» **Direction 1**: Please repeat the rows from the line containing "of the leafy" through the last of the rows, requests included. Add 52 to every coordinate in the answers, and leave the sample coordinates under each request unchanged.

» **Text segment**:

Collaborating with others

Sharing a session URL

Did you know that Excalidraw also has a collaborative mode? Different people can work together on the same document. To start a new session, I click on the live collaboration button and then start a session. I can share the session URL with my collaborators easily thanks to the Web Share API that Excalidraw has integrated.

Live collaboration

I have simulated a collaboration session locally by working on the Google I/O logo on my Pixelbook, my Pixel 3a phone, and my iPad Pro. You can see that changes I make on one device are reflected on all other devices.

I can even see all cursors move around. The Pixelbook's cursor moves steadily, since it's controlled by a trackpad, but the Pixel 3a phone's cursor and the iPad Pro's tablet cursor jump around, since I control these devices by tapping with my finger.

Seeing collaborator statuses

To improve the realtime collaboration experience, there is even an idle detection system running. The cursor of the iPad Pro shows a green dot when I use it. The dot turns black when I switch to a different browser tab or app. And when I'm in the Excalidraw app, but just not doing anything, the cursor shows me as idle, symbolized by the three zZZs.

Avid readers of our publications might be inclined to think that idle detection is realized through the Idle Detection API, an early stage proposal that's been worked on in the context of Project Fugu. Spoiler alert: it's not. While we had an implementation based on this API in Excalidraw, in the end, we decided to go for a more traditional approach based on measuring pointer movement and page visibility.

Screenshot of the Idle Detection feedback filed on the WICG Idle Detection repo.

We filed feedback on why the Idle Detection API wasn't solving the use case we had. All Project Fugu APIs are being developed in the open, so everyone can chime in and have their voice heard!

Lipis on what is holding back Excalidraw

Talking of which, I asked lipis one last question regarding what he thinks is missing from the web platform that holds back Excalidraw:

The File System Access API is great, but you know what? Most files that I care about these days live in my Dropbox or Google Drive, not on my hard disk. I wish the File System Access API would include an abstraction layer for remote file systems providers like Dropbox or Google to integrate with and that developers could code against. Users could then relax and know their files are safe with the cloud provider they trust.

» **Direction 2**: In the text on Excalidraw collaboration, what does the cursor show when the writer is in the Excalidraw app but not doing anything?

Stored items:
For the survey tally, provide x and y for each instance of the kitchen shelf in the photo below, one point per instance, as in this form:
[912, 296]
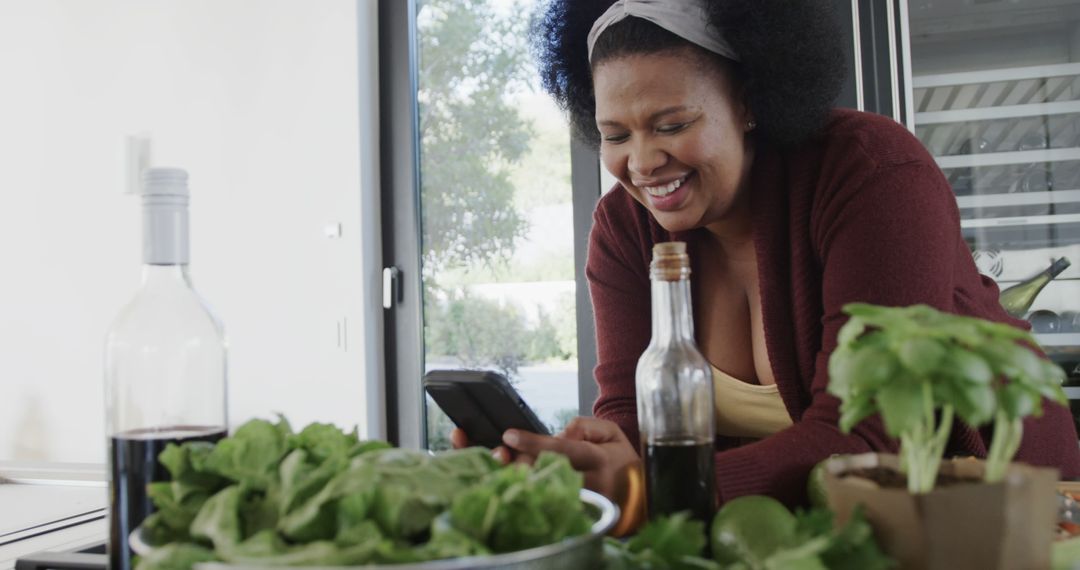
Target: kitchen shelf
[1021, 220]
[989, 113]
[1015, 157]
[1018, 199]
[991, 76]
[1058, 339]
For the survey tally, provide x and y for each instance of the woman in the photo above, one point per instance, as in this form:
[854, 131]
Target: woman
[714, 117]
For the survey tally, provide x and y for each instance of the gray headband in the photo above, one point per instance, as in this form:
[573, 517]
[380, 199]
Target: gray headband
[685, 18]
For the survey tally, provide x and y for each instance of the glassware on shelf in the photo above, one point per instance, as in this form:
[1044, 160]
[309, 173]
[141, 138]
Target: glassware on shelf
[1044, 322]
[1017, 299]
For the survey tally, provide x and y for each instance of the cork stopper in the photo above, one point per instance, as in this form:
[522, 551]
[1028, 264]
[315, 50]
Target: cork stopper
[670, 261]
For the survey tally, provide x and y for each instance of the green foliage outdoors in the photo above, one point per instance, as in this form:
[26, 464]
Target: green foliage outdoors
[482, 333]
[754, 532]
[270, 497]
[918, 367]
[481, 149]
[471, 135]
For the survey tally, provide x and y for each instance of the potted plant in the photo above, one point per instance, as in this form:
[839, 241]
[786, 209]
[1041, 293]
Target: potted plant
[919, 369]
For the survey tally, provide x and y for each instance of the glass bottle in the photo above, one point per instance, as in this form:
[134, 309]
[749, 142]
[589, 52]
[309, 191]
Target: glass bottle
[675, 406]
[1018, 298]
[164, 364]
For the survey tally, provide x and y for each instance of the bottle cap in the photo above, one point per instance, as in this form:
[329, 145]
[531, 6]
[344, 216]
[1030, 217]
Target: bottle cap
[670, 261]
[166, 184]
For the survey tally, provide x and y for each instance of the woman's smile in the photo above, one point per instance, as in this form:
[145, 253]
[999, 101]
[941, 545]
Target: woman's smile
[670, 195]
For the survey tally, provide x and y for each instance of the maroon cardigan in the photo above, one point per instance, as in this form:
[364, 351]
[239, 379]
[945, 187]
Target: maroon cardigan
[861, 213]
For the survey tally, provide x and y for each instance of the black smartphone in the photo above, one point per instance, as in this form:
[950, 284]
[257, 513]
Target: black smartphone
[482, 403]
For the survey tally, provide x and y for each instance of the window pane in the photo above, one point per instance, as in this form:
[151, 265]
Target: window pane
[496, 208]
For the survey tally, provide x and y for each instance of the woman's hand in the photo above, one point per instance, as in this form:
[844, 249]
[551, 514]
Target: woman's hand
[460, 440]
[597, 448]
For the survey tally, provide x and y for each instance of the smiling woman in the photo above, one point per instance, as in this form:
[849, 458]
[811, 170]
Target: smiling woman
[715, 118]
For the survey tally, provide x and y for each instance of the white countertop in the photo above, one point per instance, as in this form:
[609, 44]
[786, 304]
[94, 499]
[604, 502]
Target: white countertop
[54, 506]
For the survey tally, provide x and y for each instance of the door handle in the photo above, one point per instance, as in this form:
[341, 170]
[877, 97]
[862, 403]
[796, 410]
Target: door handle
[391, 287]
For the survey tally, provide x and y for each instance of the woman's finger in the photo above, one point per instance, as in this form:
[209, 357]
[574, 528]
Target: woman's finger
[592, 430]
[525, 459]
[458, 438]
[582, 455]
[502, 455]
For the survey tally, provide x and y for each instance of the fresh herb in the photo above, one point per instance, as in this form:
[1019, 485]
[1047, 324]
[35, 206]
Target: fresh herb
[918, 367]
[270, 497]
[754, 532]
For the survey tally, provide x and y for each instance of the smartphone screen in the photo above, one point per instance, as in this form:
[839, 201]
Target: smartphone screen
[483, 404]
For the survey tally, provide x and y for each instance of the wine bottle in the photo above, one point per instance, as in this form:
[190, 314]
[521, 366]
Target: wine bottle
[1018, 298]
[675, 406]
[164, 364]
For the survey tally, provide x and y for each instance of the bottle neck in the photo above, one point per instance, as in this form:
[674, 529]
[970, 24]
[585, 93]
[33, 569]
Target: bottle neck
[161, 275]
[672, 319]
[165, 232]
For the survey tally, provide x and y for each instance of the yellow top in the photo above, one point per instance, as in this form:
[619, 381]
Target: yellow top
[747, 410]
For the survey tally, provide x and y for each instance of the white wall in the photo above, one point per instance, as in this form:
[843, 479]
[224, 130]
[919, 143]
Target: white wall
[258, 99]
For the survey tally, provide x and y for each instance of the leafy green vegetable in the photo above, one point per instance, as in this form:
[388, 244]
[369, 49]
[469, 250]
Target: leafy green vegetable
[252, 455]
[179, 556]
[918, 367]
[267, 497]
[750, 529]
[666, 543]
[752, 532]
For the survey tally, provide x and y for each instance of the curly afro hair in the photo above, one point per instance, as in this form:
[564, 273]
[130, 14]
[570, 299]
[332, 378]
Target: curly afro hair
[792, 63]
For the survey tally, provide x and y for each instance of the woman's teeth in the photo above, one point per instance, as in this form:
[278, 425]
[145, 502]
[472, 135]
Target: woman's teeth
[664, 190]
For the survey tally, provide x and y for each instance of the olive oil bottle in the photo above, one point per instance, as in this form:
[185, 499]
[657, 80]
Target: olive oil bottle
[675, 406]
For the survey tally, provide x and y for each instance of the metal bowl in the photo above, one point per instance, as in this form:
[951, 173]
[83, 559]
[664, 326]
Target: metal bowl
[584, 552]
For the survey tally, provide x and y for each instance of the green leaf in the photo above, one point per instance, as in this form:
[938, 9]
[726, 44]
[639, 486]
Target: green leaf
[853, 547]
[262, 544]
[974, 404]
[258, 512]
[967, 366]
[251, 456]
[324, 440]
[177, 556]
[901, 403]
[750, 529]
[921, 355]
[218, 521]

» **Correct answer 1**:
For the survey tally, provide x and y for each instance of the leafy green vegetable in the photo above, one point per instance, as in this form:
[388, 244]
[369, 49]
[469, 250]
Target: leafy green vegetable
[304, 507]
[231, 608]
[970, 419]
[319, 549]
[802, 581]
[718, 595]
[804, 584]
For the survey tally, provide x and y for each instance of the curly afro hair in the photo above, one point per instance, as in this form:
[564, 273]
[130, 14]
[570, 299]
[332, 378]
Target: curly afro hair
[844, 115]
For the survey tally, provide x and y for each instance of the woman's teeth in the photo above, one point per instance, as in this form:
[278, 425]
[145, 502]
[472, 135]
Target: woman's teeth
[716, 242]
For the survey tally, provide x and y for each instance of the olive oil bottle in the photo above, one point per instance, as in this form:
[185, 499]
[657, 80]
Target: olive oil bottle
[727, 458]
For the survey tally, provide x and y for each instance of the metal bowl in the photo above, one point per instance, as in this form:
[951, 173]
[83, 559]
[664, 326]
Target: metal bowl
[636, 604]
For the survey tally, provide x and y for each instance of the green leaf in the photo above, one point per instance, as in this form:
[938, 9]
[726, 44]
[639, 486]
Target: green leaf
[905, 599]
[314, 596]
[1026, 456]
[310, 564]
[1019, 418]
[303, 508]
[376, 492]
[229, 608]
[953, 455]
[802, 581]
[973, 407]
[270, 573]

» **Correct answer 2**: It shows the writer as idle, symbolized by three zZZs.